INTERNATIONAL ASSOCIATION OF SHEET METAL, AIR, RAIL AND TRANSPORTATION WORKERS, TRANSPORTATION DIVISION, Petitioner-Appellee, v. PORT AUTHORITY TRANS-HUDSON CORPORATION, Respondent-Appellant.
The Port Authority Trans-Hudson Corporation (“PATH”) is party to a collective bargaining agreement (“CBA”) with its union employees which requires that grievances brought on behalf of PATH employees be submitted to arbitration. Here, the union filed a grievance on behalf of PATH tower operator David Shenberger and the dispute proceeded to an arbitrator for resolution. But when the arbitrator ruled in favor of the union, PATH refused to comply with the award. The union then turned to the federal courts to enforce the award, and the district court granted the union summary judgment. We affirm.
Under the CBA, PATH employees are allotted vacation and sick leave benefits in accordance with their seniority, with employees who have been at PATH longer receiving more leave. This case began when Shenberger objected to the computation of his leave benefits.

Stated goal:
Quote the court opinion word for word from "The Port Authority" to "his leave benefits.". The listing that comes next has no connection to the court opinion.

Given data:
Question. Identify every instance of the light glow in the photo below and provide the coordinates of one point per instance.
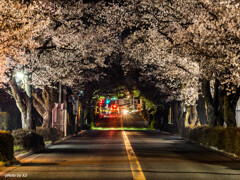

Answer for this exercise:
The Port Authority Trans-Hudson Corporation (“PATH”) is party to a collective bargaining agreement (“CBA”) with its union employees which requires that grievances brought on behalf of PATH employees be submitted to arbitration. Here, the union filed a grievance on behalf of PATH tower operator David Shenberger and the dispute proceeded to an arbitrator for resolution. But when the arbitrator ruled in favor of the union, PATH refused to comply with the award. The union then turned to the federal courts to enforce the award, and the district court granted the union summary judgment. We affirm.
Under the CBA, PATH employees are allotted vacation and sick leave benefits in accordance with their seniority, with employees who have been at PATH longer receiving more leave. This case began when Shenberger objected to the computation of his leave benefits.